-- start --
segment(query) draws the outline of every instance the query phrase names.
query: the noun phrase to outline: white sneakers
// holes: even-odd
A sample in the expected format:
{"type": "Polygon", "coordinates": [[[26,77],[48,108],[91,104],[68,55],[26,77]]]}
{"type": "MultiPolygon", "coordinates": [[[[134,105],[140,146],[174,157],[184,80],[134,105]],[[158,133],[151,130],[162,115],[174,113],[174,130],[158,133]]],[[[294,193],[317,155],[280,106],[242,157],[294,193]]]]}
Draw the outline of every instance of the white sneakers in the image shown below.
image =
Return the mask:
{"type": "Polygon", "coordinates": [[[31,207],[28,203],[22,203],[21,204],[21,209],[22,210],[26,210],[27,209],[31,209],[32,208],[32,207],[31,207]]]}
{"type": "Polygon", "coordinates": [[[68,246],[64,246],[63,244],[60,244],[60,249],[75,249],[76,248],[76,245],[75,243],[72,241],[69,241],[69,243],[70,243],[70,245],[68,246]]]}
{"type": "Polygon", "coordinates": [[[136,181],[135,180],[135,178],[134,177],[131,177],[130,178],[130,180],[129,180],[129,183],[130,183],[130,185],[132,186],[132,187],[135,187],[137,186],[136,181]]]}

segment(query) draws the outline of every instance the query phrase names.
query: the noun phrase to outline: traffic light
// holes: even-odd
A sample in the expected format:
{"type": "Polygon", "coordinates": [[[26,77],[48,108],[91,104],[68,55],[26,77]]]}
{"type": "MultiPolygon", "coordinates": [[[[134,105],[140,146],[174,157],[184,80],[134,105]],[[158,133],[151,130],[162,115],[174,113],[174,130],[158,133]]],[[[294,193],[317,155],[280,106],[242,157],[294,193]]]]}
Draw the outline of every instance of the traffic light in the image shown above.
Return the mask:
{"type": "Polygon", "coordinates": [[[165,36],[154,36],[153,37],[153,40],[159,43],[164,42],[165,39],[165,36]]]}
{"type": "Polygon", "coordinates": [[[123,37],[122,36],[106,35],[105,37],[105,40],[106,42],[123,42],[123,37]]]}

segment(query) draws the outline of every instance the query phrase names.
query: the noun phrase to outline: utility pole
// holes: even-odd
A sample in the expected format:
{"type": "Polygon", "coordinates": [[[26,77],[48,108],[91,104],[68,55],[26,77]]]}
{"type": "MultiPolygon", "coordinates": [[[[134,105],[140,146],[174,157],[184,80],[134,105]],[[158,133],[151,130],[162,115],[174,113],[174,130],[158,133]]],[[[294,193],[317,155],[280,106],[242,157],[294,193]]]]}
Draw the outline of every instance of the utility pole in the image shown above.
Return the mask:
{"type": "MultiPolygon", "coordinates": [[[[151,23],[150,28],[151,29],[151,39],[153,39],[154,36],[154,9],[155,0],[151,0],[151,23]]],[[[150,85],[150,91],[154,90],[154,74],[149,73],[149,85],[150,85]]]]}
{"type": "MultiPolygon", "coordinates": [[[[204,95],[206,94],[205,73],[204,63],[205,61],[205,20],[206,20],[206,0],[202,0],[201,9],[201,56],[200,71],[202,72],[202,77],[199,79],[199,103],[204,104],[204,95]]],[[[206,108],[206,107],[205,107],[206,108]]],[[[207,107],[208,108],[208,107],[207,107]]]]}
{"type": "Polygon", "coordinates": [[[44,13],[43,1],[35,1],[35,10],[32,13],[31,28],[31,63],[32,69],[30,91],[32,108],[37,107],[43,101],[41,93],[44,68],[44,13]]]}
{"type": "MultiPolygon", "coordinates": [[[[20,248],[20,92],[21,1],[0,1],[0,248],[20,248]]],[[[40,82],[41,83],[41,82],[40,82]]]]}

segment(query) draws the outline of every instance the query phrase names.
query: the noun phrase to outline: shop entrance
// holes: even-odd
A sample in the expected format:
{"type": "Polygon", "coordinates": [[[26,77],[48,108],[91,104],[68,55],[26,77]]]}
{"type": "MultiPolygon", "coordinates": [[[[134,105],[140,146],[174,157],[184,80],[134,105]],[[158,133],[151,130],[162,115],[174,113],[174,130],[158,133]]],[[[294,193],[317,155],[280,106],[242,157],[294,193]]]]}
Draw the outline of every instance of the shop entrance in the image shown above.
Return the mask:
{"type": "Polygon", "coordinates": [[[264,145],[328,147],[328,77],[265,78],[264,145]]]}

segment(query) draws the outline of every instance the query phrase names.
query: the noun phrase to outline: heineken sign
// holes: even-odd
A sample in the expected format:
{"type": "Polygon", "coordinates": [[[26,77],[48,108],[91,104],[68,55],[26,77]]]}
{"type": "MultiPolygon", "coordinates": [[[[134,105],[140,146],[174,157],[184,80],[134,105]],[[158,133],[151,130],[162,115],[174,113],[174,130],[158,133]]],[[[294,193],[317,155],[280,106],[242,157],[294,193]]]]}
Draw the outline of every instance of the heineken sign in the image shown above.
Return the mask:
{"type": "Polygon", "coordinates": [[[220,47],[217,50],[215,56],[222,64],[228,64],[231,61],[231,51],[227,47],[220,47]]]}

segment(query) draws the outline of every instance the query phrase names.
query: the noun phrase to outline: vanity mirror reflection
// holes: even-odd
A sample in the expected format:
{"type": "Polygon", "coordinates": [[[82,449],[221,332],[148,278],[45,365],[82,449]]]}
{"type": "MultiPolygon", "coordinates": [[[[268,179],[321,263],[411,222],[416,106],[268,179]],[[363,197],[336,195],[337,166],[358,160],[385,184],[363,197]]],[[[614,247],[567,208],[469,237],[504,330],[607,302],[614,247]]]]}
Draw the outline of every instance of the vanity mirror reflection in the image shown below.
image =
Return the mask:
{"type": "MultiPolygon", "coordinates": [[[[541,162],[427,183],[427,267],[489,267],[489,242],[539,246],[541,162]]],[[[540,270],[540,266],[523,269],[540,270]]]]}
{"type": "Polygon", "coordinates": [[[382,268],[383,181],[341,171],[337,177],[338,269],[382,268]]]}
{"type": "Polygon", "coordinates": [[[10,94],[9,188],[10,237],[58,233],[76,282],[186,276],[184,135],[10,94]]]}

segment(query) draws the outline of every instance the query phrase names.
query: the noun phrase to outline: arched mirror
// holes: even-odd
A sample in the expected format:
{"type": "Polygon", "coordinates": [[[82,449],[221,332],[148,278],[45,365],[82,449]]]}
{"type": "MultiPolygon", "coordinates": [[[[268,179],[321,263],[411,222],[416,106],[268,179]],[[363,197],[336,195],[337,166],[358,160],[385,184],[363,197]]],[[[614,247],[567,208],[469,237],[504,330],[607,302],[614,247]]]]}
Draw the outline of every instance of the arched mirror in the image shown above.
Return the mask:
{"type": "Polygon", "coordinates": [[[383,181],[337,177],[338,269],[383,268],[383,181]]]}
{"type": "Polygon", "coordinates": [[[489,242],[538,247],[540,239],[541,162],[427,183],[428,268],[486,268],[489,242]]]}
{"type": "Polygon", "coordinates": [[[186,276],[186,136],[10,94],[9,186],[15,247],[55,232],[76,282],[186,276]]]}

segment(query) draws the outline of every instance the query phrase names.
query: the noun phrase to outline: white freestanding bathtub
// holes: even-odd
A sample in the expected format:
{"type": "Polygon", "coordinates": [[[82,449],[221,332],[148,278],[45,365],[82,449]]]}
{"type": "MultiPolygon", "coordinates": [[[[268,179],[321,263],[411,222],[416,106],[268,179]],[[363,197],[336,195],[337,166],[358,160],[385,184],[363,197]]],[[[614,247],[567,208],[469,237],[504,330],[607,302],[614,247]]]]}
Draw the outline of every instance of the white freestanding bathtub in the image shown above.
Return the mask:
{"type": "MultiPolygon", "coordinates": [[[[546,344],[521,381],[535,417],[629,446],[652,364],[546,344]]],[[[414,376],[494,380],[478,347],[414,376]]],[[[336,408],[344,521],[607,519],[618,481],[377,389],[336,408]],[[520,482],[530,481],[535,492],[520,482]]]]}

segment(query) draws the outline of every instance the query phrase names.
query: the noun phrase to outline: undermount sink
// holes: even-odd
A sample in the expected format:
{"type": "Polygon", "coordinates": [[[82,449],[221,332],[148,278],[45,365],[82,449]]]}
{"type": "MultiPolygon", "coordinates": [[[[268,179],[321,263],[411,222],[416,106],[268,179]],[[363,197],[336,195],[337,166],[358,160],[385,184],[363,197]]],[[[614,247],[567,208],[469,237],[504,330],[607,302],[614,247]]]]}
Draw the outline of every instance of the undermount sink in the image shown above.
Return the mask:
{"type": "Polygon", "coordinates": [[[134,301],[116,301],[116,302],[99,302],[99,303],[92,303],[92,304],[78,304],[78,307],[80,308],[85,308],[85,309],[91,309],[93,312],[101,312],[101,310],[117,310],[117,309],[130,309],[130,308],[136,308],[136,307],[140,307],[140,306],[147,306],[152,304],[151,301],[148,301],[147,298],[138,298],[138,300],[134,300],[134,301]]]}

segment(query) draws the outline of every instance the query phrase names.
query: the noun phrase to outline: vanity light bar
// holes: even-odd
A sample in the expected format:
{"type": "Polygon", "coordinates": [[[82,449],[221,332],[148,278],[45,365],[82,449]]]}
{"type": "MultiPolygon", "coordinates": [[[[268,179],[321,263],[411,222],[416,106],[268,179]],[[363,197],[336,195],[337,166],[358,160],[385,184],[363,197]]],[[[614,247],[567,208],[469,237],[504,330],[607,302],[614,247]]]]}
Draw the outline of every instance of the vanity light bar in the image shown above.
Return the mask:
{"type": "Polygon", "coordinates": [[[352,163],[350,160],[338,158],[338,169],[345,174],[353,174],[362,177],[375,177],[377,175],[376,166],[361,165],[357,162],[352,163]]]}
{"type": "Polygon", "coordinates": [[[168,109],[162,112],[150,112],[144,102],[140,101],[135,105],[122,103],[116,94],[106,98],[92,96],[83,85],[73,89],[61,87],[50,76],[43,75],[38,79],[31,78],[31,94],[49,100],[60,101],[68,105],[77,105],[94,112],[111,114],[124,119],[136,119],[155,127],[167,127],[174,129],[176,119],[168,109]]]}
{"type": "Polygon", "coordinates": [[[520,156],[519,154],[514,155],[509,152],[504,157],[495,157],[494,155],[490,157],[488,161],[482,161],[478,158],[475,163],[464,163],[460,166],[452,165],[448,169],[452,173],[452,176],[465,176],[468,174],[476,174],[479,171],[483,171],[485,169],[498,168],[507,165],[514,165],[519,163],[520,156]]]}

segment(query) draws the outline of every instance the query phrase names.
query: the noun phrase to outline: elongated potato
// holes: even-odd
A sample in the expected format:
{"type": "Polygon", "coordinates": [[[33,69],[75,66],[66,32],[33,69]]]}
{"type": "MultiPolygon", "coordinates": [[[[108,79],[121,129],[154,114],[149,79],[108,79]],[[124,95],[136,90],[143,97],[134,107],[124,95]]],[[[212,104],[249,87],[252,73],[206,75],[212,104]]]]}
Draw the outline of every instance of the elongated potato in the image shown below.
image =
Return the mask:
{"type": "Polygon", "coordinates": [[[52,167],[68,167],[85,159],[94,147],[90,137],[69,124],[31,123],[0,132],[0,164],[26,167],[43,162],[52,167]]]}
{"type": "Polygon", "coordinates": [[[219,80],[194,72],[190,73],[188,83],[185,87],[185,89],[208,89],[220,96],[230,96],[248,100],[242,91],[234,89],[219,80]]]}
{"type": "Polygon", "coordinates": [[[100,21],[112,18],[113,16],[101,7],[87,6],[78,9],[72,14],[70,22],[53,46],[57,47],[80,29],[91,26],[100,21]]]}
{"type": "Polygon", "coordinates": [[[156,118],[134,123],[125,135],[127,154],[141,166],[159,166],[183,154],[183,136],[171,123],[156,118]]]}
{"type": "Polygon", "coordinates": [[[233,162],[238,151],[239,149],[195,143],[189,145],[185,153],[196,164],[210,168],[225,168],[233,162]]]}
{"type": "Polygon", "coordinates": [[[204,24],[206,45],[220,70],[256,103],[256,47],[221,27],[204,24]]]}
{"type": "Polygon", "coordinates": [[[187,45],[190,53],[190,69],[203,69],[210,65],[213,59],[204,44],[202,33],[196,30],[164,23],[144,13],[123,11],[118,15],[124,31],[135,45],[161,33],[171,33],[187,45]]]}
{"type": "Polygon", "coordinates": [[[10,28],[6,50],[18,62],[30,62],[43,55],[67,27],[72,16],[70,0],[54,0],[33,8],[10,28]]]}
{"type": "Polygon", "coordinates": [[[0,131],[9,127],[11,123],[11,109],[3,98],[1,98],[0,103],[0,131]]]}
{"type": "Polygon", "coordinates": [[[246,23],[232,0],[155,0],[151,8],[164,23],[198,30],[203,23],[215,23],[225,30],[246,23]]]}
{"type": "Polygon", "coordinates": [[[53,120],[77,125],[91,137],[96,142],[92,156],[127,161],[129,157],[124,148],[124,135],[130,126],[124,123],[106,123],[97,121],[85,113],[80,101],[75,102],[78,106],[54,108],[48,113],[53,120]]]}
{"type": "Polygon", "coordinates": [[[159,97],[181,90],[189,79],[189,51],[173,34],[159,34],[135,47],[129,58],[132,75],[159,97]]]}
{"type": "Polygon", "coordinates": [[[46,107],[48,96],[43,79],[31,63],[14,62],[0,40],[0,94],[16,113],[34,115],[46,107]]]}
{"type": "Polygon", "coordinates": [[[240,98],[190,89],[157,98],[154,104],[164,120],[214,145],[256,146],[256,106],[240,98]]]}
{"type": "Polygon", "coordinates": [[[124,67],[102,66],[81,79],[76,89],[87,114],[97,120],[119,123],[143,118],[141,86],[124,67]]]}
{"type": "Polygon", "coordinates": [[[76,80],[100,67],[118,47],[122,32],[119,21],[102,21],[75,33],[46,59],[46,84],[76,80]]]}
-- end --
INSTRUCTIONS TO FOLLOW:
Select every line of the material above that contains the word "sneakers", and copy each one.

TASK ANSWER:
query: the noun phrase to outline: white sneakers
Draw the outline of every instance of the white sneakers in the image shown below.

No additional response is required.